TASK DETAILS:
Starting at the line that contains "Where can the bicycle frame", transcribe every remaining line of the entries exactly, including the last one.
-- Begin ENTRIES SHOWN --
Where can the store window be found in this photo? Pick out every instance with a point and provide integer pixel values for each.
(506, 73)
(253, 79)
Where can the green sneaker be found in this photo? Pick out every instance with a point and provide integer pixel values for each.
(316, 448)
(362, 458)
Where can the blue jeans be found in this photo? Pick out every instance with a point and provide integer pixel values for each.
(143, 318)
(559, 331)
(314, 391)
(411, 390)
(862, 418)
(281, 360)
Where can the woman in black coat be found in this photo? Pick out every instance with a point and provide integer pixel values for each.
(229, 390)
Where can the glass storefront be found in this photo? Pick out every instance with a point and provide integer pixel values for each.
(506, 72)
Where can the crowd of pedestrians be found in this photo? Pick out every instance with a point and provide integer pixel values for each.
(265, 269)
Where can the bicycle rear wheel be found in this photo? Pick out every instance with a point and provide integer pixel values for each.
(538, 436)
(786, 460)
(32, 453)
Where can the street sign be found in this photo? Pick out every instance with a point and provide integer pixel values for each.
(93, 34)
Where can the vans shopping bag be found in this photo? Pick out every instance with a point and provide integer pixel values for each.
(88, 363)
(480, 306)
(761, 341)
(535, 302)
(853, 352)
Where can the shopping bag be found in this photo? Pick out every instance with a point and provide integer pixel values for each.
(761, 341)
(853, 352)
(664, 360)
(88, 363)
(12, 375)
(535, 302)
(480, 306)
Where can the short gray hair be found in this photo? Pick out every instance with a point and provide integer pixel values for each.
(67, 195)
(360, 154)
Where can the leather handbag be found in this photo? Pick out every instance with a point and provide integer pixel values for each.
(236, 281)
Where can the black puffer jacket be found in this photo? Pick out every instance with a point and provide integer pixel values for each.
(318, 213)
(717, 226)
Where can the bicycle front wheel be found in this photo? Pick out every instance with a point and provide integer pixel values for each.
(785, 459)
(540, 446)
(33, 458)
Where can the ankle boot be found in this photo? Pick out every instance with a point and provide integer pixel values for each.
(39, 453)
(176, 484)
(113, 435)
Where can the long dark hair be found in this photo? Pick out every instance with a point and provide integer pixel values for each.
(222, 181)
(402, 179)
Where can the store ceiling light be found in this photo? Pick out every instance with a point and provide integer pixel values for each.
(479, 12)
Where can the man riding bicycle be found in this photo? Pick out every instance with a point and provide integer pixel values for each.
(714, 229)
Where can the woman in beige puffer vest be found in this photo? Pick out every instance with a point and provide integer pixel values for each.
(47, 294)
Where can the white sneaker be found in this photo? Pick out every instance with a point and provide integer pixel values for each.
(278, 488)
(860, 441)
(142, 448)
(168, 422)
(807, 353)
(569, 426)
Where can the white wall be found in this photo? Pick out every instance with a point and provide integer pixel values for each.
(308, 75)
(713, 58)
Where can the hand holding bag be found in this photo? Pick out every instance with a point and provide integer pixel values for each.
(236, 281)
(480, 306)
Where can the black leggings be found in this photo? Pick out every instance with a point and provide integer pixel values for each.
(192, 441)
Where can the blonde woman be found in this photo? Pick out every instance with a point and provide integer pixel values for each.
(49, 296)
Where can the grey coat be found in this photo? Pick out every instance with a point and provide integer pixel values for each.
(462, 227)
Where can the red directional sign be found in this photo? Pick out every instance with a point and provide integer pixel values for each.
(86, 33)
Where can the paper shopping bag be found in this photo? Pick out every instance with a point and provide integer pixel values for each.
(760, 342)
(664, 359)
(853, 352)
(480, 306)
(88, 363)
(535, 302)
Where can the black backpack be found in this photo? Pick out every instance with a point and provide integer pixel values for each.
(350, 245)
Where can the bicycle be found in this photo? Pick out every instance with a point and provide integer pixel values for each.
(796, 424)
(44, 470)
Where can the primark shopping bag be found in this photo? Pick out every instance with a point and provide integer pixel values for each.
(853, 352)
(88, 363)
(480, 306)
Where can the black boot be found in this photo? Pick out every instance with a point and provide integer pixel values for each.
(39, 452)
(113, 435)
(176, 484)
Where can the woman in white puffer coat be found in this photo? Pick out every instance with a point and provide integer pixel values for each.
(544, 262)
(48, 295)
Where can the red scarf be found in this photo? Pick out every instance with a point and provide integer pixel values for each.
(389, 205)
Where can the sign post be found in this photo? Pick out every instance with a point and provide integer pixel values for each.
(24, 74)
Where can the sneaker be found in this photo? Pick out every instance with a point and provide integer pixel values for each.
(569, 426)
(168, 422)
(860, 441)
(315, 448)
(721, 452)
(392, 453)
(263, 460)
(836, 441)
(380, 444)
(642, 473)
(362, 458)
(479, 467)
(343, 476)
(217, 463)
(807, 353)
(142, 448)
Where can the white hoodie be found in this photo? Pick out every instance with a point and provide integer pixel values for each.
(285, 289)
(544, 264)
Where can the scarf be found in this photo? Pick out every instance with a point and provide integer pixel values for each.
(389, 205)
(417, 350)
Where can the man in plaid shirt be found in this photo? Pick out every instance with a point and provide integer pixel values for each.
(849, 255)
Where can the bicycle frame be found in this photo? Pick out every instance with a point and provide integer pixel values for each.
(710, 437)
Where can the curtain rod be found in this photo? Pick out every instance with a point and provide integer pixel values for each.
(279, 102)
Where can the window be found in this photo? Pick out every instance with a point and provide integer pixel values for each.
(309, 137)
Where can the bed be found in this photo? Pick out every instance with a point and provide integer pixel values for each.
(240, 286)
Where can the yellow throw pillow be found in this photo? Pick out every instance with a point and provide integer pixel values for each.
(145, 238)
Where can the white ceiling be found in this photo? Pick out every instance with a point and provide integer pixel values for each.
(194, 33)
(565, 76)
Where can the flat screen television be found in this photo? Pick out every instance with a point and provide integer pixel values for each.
-- End ENTRIES SHOWN --
ANSWER TO THIS EXERCISE:
Where can the bicycle frame be found in this photo? Pick out every instance with a point and provide integer pixel values for each.
(710, 437)
Where can the curtain rod be found in this photo? Pick out every instance with a point and provide integer pixel values for each.
(279, 102)
Where can the window be found in this photo? Pick out every instance with a point and provide integer pixel values for each.
(309, 137)
Where can the bed be found in this photo? Pick out every instance with a point and provide integer pixel values for each.
(240, 286)
Where can the yellow throw pillow be found in this photo? Pick out every instance with a point and provide integer pixel values for each.
(145, 238)
Where can the white ceiling be found in this photo? Pick out every instance with a point and provide integer pixel values for each.
(194, 33)
(565, 76)
Where can the flat screen television be found in this photo? Pick out every instance with a point and provide integer pixel values for each.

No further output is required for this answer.